Sunday 15 April 2018

it is hard to lose your mother



Last Monday it rained ALL day. 

I'd planned to visit Epping Forest, near where my mum lived for 42 years but not fancying a soaking I postponed until the following day. So on Tuesday I traced the journey made on frequent visits during the final months of Mum's life, cycling to Leytonstone tube, traveling 6 stops on the Central Line to Debden, then cycling the mile or so to her home. Setting out on my journey I passed an undertakers and saw a wicker coffin being respectfully transferred from a van into their premises. It was like the one we selected for Mum last year. I felt little. There is a numbness in me at times, where I observe what I could be feeling but the feeling doesn't come. I'm aware of a level of self protection and wonder if the years anniversary of her death will allow a turning of this tide. The feeling is akin to holding my breath, and soon I may gasp for air and grief might bloom.  

Slightly to the side of and separate from reality, I cycled through Debden, turning left and swooping down Willingale Road, swerving to avoid pot holes and cracks in the road. Then right onto Etheridge Road, left along Colebrook Lane, then a final right onto Pyrles Lane. The roads were quiet and clear. I cycled up Pyrles Lane dropping gears on the incline. When passing Mum's house I felt nothing. It is a Council House and we always knew the keys would be handed back one day. The house is so familiar but Mum is no longer behind that door, watching TV in her chair, the memory already feels distant. A quick glance, noticing ornaments on the windowsills, the garden scruffier. While peddling I recalled this time last year and my fears about what I would find, turning the key and opening the door, gently calling Hello Mum, worried that I'd find her in distress, fallen, dead.

§ **GIVEN INFORMATION**

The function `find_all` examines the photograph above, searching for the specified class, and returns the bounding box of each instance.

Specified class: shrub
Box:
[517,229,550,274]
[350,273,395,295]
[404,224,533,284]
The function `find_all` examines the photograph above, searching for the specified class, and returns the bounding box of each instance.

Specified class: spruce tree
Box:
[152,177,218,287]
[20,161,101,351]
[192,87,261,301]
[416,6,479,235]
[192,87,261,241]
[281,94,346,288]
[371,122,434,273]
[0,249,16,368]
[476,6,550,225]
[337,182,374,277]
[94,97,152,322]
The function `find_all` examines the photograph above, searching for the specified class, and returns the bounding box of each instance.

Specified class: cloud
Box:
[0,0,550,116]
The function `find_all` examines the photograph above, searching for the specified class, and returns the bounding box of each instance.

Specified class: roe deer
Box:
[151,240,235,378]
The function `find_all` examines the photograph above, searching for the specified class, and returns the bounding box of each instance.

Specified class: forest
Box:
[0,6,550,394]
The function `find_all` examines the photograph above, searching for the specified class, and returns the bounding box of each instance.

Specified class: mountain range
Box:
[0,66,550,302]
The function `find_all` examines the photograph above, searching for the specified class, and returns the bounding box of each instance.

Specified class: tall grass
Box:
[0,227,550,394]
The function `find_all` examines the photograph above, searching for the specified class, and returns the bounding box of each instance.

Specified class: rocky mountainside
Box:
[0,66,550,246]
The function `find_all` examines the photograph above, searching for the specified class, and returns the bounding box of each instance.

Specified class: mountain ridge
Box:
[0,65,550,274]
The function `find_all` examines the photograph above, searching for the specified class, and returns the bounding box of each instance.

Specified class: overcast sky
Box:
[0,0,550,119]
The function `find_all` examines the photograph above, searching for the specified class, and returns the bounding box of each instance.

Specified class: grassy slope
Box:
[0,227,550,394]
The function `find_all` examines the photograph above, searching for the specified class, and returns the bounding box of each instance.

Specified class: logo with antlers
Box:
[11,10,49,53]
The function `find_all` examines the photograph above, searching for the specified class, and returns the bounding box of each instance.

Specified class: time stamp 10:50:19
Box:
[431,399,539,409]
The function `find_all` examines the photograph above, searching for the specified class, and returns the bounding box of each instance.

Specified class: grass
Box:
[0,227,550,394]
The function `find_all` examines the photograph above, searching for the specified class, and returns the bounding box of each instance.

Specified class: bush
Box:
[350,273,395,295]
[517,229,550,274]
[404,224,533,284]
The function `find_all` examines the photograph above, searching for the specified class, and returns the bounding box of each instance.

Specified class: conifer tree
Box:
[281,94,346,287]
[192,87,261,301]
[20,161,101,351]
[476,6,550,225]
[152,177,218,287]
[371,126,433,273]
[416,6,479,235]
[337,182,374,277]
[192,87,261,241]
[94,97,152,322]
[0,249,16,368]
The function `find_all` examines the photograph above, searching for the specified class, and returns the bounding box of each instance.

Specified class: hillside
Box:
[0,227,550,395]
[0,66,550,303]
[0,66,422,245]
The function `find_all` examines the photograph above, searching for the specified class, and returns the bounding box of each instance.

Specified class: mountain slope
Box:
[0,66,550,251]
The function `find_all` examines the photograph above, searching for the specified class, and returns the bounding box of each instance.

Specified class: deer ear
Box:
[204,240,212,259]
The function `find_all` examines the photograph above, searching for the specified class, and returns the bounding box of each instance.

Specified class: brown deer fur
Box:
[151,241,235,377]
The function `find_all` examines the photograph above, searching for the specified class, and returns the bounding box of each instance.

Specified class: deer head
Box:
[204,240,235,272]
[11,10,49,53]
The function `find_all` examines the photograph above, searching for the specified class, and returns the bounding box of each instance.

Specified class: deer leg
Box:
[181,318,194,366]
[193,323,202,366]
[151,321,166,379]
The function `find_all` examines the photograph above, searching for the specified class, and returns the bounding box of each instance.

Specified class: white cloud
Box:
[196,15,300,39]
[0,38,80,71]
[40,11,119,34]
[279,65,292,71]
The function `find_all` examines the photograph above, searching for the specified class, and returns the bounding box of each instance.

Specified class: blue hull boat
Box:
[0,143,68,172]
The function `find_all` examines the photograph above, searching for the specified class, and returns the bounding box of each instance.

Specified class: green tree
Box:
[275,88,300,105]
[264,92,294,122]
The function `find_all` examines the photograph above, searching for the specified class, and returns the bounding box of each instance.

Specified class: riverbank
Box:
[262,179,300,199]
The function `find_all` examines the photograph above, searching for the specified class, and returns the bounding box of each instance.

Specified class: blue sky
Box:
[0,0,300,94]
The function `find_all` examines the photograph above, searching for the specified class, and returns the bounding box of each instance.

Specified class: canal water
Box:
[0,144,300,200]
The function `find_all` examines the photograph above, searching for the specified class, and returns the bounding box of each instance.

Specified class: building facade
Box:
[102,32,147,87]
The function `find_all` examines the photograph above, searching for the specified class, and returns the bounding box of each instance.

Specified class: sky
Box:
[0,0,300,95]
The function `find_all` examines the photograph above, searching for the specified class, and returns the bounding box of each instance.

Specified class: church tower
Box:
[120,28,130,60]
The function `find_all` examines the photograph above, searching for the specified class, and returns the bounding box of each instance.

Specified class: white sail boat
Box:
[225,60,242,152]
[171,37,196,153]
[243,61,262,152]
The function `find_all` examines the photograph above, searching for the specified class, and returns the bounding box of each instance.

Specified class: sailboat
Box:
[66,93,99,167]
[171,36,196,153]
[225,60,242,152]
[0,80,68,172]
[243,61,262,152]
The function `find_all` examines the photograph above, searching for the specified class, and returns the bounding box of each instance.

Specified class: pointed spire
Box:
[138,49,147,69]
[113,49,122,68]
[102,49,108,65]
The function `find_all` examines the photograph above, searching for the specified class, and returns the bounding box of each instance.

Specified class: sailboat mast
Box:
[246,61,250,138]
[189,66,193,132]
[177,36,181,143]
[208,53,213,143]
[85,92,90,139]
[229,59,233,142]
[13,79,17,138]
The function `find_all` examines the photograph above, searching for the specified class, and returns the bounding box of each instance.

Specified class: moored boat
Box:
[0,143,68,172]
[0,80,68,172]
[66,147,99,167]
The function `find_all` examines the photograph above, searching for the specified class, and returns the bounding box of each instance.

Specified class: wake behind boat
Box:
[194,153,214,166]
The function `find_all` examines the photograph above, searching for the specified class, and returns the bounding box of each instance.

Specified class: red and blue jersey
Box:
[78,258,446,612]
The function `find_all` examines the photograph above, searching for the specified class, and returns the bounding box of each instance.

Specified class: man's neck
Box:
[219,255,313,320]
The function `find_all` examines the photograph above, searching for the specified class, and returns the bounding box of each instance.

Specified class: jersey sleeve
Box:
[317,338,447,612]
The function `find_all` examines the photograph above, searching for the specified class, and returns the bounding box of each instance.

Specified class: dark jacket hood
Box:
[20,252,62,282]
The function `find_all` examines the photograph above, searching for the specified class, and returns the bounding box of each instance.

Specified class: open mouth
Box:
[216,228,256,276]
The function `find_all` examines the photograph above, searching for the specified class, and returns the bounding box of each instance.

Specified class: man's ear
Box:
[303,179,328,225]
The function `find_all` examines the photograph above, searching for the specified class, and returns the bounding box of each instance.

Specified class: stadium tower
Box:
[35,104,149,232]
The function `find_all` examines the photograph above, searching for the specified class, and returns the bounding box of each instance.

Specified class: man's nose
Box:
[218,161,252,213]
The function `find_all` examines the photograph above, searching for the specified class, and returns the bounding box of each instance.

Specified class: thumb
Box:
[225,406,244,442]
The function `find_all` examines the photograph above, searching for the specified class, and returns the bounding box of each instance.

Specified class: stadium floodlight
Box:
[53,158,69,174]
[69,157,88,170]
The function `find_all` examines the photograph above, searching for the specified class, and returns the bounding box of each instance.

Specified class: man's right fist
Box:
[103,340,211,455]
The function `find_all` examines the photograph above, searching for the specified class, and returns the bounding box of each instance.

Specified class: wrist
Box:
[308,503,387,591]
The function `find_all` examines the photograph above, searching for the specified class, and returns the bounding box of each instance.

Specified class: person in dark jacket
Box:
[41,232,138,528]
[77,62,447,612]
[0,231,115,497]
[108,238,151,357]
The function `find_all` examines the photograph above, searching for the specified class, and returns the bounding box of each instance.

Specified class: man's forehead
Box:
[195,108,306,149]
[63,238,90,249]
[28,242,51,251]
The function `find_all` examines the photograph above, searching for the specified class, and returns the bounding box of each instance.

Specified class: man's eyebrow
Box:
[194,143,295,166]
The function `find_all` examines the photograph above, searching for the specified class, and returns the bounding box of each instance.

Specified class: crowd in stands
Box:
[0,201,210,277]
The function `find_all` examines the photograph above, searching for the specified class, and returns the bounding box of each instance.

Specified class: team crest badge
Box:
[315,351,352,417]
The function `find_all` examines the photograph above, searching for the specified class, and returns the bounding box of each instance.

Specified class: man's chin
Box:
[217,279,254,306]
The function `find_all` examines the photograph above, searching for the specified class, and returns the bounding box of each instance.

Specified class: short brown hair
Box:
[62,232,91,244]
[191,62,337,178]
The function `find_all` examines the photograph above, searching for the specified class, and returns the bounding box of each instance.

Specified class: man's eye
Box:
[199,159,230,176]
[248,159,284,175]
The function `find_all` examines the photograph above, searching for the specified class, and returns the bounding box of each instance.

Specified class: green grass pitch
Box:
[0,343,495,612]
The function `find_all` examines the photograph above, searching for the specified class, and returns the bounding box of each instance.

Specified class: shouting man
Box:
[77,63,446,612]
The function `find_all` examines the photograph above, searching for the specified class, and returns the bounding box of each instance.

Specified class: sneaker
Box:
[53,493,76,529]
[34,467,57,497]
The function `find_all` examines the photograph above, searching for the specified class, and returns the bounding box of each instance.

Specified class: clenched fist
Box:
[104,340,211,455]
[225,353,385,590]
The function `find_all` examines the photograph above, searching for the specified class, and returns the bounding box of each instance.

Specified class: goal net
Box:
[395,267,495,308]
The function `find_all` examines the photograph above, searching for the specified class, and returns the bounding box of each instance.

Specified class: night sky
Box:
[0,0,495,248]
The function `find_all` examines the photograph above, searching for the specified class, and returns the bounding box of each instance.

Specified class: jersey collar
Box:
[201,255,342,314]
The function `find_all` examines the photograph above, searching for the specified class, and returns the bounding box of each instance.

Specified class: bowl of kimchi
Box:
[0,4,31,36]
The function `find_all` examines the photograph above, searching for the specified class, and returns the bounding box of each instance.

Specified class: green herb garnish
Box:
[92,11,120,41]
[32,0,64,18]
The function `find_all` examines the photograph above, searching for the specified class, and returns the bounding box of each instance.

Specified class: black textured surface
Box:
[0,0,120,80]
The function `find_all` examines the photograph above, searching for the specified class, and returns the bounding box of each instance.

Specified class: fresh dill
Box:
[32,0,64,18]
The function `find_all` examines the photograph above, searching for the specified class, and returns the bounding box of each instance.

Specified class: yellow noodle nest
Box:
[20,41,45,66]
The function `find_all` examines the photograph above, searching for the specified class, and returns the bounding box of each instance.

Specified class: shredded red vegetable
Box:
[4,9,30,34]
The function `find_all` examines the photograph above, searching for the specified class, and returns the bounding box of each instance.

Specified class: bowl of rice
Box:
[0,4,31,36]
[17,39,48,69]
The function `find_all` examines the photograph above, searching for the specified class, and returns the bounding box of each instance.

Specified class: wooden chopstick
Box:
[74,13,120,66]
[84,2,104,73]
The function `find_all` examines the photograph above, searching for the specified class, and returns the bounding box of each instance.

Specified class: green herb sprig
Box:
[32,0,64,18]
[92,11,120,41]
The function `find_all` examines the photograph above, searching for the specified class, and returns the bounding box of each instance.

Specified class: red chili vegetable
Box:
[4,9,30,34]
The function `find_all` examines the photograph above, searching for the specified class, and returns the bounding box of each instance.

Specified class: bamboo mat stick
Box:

§ **ABOUT THIS TASK**
In the blog post about losing a mother, how many stops on the Central Line are traveled to reach Debden? The material is separate from the blog post about losing a mother.

§ **EXERCISE ANSWER**
Six stops, from Leytonstone to Debden.